::: TEXT SEGMENT

28Chiropractor Branko Milen submitted an OCF-18 for chiropractic and physiotherapy treatments. The OCF-18 was for 36 combined physiotherapy and chiropractic treatments, with a goal of pain reduction, increased range of motion and increased strength, with a functional goal of a return to the activities of normal living and a return to modified or pre-work activities.
29There was a recommendation for physiotherapy based on an orthopedic consultation conducted on July 22, 2022 with Dr. Andrew Marsh. I have considered this and do not consider it relevant to the issues in dispute because it deals specifically with orthopedic issues. The applicant’s orthopedic issues were not in dispute, and foot pain was not listed in the OCF-1 or in any of the other MVA-related evidence.
30The respondent relies on the s.44 Physiatry report by Dr. Gwardjan, arguing that the treatment plan is not reasonable and necessary because the applicant already had the benefit of formal physical rehabilitation and had achieved maximum therapeutic benefit.
31The respondent further submits that the applicant was previously approved for physical therapy treatments in the three months following the accident, but he has not attended regularly since this time despite approved treatment being available.

::::::

**EXERCISE PROMPT:** From the text on the disputed treatment plan, list every goal stated for the OCF-18, including the functional ones.

::: ENTRIES SHOWN

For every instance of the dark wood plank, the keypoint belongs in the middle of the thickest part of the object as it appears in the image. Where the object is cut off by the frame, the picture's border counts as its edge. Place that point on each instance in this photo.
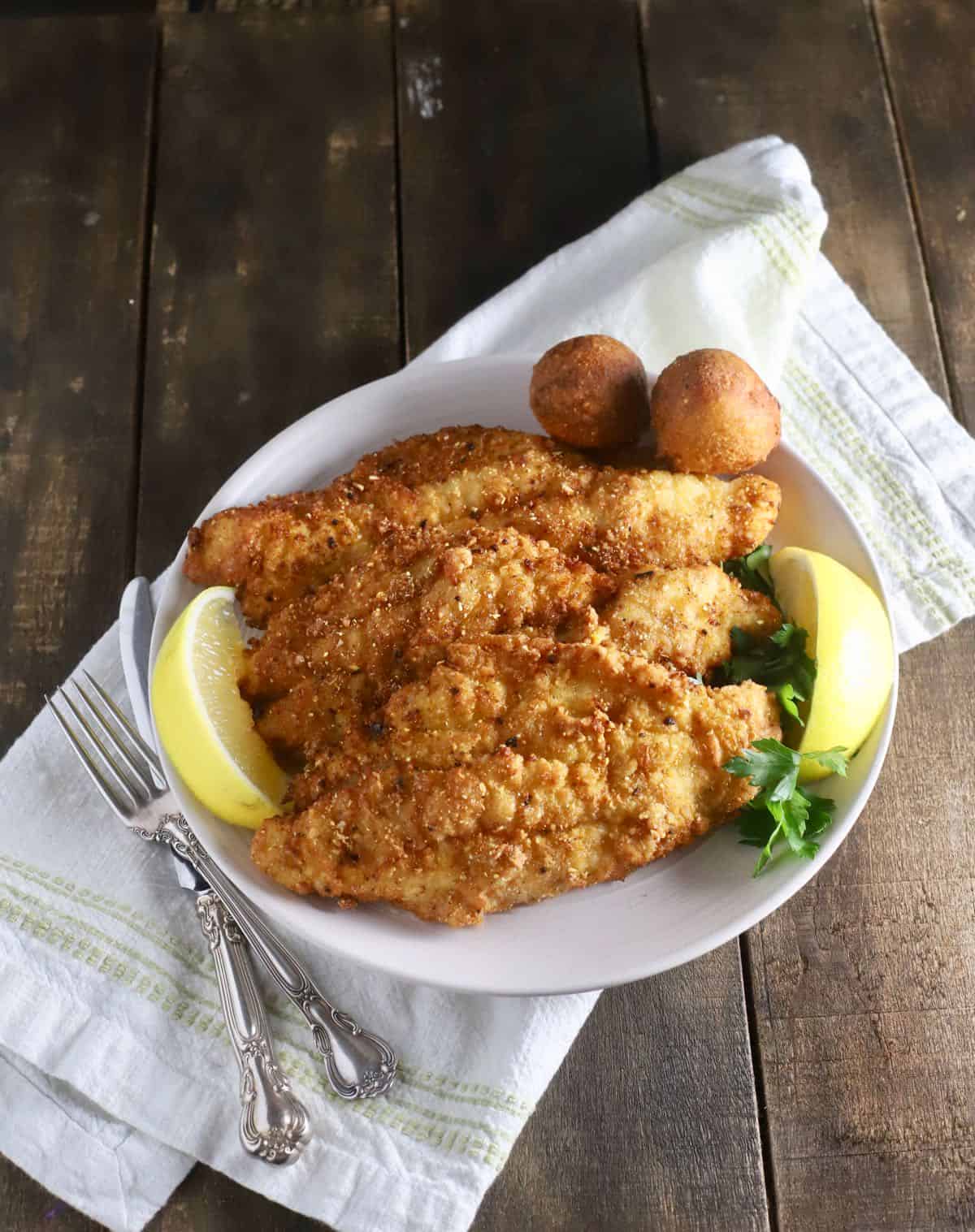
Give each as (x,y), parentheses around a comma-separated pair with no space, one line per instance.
(520,131)
(929,50)
(274,288)
(274,279)
(863,982)
(650,1122)
(72,221)
(73,168)
(522,128)
(722,71)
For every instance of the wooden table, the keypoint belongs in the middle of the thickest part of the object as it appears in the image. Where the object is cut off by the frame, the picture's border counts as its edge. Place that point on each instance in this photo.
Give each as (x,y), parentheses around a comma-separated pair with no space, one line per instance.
(212,222)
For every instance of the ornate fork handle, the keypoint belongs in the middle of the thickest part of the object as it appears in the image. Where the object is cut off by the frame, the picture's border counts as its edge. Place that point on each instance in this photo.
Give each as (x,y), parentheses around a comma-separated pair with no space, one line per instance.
(359,1063)
(274,1124)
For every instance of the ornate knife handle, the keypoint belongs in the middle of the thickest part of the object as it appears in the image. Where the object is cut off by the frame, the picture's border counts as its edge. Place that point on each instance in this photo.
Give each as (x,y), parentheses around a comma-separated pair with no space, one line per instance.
(359,1065)
(274,1124)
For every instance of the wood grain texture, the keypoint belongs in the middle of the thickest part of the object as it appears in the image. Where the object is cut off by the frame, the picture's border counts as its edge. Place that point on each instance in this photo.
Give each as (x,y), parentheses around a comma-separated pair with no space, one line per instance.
(650,1122)
(72,197)
(930,50)
(73,173)
(864,981)
(505,155)
(274,275)
(522,128)
(722,71)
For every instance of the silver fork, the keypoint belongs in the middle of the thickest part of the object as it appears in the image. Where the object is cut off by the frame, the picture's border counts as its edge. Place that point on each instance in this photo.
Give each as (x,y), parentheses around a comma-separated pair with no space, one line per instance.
(359,1063)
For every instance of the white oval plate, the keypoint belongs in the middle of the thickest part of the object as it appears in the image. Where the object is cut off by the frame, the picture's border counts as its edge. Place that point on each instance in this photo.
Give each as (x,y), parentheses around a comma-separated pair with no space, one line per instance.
(657,918)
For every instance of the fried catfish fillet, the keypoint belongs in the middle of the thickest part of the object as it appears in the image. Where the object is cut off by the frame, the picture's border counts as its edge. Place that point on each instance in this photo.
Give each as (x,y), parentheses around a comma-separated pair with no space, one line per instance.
(410,591)
(618,521)
(684,616)
(520,767)
(327,662)
(329,659)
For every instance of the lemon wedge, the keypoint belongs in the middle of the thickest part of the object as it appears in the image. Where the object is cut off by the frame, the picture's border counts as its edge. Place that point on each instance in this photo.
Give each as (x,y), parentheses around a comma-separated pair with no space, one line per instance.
(848,638)
(204,724)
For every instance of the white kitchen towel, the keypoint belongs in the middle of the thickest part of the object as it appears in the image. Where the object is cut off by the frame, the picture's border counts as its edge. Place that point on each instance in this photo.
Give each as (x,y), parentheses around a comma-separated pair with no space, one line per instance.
(115,1071)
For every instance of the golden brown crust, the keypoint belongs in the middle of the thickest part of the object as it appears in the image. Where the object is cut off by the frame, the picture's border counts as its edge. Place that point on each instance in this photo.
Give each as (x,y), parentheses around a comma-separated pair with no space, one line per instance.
(713,414)
(617,521)
(518,769)
(686,616)
(591,392)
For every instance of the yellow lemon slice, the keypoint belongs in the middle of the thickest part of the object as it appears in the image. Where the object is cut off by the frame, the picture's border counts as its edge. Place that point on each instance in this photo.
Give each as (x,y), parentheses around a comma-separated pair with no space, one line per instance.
(204,724)
(848,638)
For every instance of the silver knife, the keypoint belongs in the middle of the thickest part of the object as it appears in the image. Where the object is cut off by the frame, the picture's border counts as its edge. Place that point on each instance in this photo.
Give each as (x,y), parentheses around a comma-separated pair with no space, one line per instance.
(274,1124)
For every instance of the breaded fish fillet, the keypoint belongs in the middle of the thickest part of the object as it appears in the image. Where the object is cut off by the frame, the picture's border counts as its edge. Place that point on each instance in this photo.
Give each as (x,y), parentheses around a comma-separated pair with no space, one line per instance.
(619,521)
(686,616)
(520,767)
(419,590)
(327,662)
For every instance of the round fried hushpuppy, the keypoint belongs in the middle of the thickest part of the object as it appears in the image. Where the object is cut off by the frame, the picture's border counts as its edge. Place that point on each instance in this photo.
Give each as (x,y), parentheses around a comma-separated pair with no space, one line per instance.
(591,392)
(713,414)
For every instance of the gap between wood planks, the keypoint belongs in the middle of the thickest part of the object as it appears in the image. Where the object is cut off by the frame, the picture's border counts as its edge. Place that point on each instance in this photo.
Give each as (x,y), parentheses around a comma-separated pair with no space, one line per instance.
(152,140)
(915,210)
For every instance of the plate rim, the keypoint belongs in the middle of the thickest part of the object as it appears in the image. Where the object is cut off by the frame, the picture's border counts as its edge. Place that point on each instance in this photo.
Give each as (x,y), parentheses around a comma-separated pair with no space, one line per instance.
(804,871)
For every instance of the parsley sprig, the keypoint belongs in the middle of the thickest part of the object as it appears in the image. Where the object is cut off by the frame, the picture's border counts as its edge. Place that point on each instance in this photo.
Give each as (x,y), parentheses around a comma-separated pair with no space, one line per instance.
(778,662)
(752,571)
(783,811)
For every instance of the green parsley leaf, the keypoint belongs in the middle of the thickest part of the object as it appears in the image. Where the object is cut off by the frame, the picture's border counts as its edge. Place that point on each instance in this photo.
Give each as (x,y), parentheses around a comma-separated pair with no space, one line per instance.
(752,571)
(832,759)
(788,698)
(821,811)
(782,811)
(765,764)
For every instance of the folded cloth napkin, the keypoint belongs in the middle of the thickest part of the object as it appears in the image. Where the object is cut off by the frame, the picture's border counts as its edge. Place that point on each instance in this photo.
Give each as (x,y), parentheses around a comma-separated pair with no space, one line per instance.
(115,1070)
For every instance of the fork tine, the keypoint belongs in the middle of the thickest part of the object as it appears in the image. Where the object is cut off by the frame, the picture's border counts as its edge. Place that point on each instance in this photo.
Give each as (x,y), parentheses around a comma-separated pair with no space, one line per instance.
(145,750)
(115,741)
(124,784)
(89,764)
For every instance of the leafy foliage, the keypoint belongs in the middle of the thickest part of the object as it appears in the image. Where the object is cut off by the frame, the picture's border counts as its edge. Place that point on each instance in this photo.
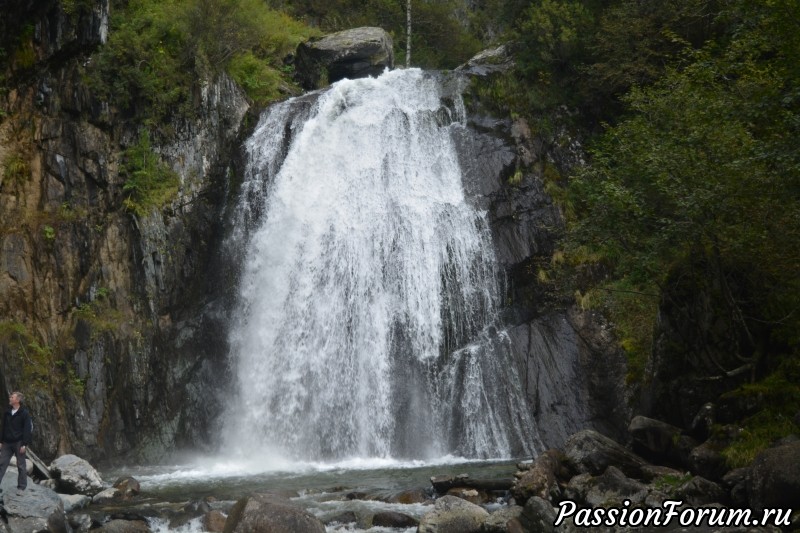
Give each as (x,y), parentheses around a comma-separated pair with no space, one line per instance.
(156,50)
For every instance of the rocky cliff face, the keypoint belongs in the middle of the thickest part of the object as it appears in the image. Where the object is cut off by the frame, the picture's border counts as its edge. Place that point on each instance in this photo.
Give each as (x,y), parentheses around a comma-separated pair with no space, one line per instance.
(102,319)
(573,372)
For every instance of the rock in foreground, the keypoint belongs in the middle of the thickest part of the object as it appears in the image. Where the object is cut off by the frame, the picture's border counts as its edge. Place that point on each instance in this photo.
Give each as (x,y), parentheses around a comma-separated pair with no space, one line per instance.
(273,514)
(76,476)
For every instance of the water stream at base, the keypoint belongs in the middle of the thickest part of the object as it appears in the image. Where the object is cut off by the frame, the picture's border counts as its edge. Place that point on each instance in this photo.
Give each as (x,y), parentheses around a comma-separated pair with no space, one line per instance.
(367,318)
(322,489)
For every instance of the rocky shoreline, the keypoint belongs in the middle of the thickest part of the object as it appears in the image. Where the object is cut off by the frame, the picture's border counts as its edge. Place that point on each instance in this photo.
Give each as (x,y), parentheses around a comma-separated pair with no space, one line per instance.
(593,472)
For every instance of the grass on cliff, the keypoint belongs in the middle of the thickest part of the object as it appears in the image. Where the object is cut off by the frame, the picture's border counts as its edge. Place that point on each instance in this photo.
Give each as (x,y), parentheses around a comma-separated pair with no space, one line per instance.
(156,51)
(777,401)
(149,182)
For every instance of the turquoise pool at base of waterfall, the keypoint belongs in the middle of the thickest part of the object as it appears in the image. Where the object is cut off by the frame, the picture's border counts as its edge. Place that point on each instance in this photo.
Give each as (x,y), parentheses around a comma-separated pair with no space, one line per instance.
(325,490)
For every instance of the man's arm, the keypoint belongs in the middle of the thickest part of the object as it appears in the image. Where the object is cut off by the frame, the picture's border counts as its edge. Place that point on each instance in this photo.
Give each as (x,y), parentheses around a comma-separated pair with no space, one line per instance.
(27,429)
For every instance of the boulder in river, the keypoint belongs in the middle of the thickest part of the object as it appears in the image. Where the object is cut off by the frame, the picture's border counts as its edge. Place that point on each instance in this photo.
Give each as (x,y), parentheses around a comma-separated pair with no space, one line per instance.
(453,515)
(266,512)
(76,476)
(33,509)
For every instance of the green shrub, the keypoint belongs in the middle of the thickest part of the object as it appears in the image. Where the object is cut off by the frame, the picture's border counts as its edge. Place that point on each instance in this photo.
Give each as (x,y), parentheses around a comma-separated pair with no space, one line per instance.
(149,184)
(259,80)
(157,50)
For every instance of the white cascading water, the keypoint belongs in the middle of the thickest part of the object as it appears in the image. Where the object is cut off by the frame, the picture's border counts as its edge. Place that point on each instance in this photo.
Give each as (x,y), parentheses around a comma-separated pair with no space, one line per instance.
(369,292)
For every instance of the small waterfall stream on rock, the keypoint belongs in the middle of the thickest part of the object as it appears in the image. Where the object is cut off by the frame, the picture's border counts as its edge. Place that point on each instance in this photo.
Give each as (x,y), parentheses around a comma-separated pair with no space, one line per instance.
(367,317)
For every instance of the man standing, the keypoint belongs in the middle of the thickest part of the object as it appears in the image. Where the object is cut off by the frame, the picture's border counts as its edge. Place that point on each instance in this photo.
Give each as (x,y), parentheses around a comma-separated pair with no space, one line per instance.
(16,436)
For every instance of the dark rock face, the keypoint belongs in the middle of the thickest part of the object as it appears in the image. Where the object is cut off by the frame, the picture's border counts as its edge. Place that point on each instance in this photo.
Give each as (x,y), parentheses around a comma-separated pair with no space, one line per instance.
(653,437)
(118,298)
(540,479)
(590,452)
(572,374)
(355,53)
(263,512)
(775,478)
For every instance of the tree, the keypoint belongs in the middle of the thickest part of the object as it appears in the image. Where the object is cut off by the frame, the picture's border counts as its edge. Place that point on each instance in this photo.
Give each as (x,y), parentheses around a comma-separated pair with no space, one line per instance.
(704,170)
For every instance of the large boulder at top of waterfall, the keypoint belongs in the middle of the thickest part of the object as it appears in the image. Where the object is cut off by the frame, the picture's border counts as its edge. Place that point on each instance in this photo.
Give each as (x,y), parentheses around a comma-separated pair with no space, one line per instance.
(355,53)
(453,515)
(76,476)
(36,508)
(266,512)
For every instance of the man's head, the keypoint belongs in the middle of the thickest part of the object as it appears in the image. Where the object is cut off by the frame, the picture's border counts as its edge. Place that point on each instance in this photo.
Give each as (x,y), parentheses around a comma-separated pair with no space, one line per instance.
(14,399)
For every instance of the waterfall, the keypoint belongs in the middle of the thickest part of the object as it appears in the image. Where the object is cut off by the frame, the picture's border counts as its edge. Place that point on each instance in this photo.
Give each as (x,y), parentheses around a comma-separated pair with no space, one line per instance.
(367,315)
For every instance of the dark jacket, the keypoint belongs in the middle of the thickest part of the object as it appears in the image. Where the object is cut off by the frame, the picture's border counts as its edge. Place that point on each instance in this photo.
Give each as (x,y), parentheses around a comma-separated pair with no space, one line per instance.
(17,427)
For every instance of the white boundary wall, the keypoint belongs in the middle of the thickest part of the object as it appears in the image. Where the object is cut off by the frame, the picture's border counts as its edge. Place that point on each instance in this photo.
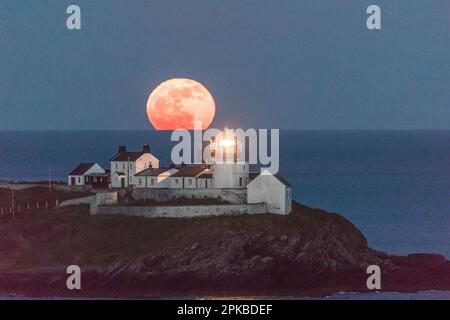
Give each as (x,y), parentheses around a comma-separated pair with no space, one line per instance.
(183,211)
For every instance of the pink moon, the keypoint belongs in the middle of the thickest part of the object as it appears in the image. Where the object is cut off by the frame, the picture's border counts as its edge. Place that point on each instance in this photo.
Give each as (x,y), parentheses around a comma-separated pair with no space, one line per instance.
(178,103)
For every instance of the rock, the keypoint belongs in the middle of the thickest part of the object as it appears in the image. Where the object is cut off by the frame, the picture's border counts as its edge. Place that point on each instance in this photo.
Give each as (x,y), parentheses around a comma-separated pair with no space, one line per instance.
(266,260)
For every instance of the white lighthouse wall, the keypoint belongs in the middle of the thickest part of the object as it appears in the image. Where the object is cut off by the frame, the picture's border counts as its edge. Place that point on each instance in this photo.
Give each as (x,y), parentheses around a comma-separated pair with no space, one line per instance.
(230,175)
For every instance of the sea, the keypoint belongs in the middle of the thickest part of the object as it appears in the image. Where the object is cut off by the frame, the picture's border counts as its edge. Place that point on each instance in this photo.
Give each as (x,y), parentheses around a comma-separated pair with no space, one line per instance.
(393,185)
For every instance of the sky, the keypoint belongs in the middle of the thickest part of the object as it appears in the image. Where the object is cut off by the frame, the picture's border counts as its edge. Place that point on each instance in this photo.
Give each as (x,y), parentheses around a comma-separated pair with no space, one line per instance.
(288,64)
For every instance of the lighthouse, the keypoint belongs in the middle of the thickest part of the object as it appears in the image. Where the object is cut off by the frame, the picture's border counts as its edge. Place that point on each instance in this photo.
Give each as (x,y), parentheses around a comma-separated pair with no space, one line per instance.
(228,166)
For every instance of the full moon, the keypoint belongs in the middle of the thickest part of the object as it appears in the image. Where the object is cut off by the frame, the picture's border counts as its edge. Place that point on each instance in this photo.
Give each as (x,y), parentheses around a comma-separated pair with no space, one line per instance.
(178,103)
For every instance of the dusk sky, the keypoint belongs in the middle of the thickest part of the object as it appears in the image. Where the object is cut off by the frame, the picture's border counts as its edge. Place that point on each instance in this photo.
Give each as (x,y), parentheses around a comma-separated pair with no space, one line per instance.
(268,64)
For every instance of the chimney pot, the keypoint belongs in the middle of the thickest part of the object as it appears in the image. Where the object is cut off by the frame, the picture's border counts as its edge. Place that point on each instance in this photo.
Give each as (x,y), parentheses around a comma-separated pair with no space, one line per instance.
(146,148)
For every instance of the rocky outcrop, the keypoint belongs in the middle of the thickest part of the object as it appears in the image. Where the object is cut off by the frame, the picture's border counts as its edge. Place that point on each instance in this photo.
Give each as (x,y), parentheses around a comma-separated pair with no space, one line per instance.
(310,252)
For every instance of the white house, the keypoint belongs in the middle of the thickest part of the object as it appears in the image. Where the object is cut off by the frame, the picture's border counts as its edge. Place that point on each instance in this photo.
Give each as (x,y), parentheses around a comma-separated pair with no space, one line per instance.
(186,177)
(77,177)
(272,190)
(205,181)
(125,164)
(154,177)
(227,167)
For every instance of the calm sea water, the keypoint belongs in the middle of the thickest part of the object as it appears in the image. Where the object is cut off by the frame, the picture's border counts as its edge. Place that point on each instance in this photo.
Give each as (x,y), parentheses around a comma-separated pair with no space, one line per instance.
(393,185)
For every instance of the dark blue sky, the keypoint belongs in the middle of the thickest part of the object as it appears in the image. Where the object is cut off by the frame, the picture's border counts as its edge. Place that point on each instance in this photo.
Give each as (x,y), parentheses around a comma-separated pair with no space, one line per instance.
(274,64)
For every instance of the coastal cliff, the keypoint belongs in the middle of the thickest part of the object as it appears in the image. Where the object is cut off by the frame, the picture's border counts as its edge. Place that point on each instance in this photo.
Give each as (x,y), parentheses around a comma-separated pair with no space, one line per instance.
(310,252)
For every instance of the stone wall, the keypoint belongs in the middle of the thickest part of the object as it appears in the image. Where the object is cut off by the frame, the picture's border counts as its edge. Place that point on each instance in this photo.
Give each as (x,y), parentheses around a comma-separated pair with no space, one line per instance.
(235,196)
(76,201)
(183,211)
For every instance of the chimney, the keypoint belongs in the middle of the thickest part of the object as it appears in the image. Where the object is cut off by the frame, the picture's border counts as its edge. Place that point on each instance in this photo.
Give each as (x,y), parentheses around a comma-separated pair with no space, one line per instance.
(146,148)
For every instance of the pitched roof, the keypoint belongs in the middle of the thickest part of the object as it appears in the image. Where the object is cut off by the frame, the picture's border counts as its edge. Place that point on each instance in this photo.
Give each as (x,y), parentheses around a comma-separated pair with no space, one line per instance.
(152,172)
(81,169)
(189,172)
(96,174)
(253,175)
(127,156)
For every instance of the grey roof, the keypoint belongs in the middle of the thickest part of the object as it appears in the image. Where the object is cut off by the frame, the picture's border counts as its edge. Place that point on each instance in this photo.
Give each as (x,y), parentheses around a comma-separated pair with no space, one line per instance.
(152,172)
(81,169)
(283,180)
(127,156)
(253,175)
(189,172)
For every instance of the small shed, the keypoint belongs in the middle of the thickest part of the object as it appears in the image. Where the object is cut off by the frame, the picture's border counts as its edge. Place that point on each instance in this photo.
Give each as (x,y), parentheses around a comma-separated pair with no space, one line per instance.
(273,190)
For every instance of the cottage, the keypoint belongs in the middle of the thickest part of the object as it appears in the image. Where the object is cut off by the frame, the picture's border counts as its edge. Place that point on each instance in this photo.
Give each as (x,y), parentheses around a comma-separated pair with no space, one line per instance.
(125,164)
(273,190)
(205,181)
(186,177)
(79,175)
(154,177)
(98,180)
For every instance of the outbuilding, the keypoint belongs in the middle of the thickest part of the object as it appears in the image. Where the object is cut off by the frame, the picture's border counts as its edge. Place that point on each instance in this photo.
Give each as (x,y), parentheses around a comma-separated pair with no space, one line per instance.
(273,190)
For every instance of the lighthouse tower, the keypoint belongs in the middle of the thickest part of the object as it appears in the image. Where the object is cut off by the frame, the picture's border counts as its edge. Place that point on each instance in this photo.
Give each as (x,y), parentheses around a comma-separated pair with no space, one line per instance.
(229,169)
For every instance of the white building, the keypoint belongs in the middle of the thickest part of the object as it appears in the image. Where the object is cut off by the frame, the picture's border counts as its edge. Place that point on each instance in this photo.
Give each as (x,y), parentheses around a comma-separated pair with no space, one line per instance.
(187,177)
(154,177)
(228,169)
(204,181)
(125,164)
(77,177)
(272,190)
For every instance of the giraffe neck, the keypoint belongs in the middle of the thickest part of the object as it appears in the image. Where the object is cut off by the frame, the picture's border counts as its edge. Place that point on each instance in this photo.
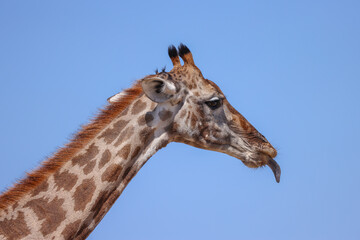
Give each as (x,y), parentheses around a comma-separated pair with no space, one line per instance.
(72,200)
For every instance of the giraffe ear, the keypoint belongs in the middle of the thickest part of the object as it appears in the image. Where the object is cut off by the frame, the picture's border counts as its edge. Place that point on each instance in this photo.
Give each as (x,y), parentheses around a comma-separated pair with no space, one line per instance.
(116,97)
(158,89)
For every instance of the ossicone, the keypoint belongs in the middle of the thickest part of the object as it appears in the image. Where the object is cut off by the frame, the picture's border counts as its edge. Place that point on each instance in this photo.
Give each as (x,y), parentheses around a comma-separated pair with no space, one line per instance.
(174,56)
(186,55)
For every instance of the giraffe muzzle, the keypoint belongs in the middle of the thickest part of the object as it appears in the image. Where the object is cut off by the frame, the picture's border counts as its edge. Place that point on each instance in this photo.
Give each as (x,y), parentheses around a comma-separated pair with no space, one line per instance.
(275,168)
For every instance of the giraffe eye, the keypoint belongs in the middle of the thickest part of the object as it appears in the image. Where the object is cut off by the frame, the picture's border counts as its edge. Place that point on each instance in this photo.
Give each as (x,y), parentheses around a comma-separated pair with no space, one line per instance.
(213,103)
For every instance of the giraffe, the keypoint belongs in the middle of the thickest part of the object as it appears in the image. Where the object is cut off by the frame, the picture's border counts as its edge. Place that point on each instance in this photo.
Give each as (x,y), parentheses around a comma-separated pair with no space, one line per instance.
(69,194)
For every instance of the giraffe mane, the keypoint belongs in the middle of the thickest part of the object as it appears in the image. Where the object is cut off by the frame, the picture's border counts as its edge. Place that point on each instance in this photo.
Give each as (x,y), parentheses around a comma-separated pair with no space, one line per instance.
(64,154)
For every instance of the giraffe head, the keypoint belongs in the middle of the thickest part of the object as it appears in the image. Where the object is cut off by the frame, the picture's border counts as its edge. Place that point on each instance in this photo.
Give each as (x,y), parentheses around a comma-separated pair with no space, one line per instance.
(194,110)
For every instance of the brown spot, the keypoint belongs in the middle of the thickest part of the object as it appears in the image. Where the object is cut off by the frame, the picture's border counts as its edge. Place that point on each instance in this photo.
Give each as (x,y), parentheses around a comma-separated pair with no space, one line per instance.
(162,144)
(126,172)
(182,114)
(146,135)
(105,158)
(141,120)
(124,135)
(106,205)
(112,173)
(165,114)
(15,206)
(52,212)
(83,194)
(14,228)
(124,152)
(194,120)
(90,153)
(71,229)
(65,180)
(124,113)
(103,203)
(89,167)
(111,134)
(138,107)
(135,152)
(148,118)
(43,187)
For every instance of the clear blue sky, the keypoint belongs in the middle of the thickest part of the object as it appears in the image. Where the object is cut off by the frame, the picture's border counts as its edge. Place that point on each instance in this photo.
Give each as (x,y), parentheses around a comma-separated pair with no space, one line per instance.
(292,68)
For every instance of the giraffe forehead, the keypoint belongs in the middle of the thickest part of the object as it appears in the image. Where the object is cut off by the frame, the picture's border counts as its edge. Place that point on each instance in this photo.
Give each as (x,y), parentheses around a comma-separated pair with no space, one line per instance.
(194,81)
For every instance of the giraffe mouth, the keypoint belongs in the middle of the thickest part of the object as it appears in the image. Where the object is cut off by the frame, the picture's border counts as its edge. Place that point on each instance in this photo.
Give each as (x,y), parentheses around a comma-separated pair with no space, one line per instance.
(262,159)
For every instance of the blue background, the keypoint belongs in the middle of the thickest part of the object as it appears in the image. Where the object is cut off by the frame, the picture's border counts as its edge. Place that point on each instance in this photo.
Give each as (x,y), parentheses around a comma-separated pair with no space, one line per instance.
(292,68)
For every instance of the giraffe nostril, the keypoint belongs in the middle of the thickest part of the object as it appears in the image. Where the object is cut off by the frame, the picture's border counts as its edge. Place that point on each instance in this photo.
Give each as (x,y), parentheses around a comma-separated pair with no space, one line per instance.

::::::

**ANSWER FOR THIS EXERCISE:**
- Pain reduction
- Increased range of motion
- Increased strength
- A return to the activities of normal living
- A return to modified or pre-work activities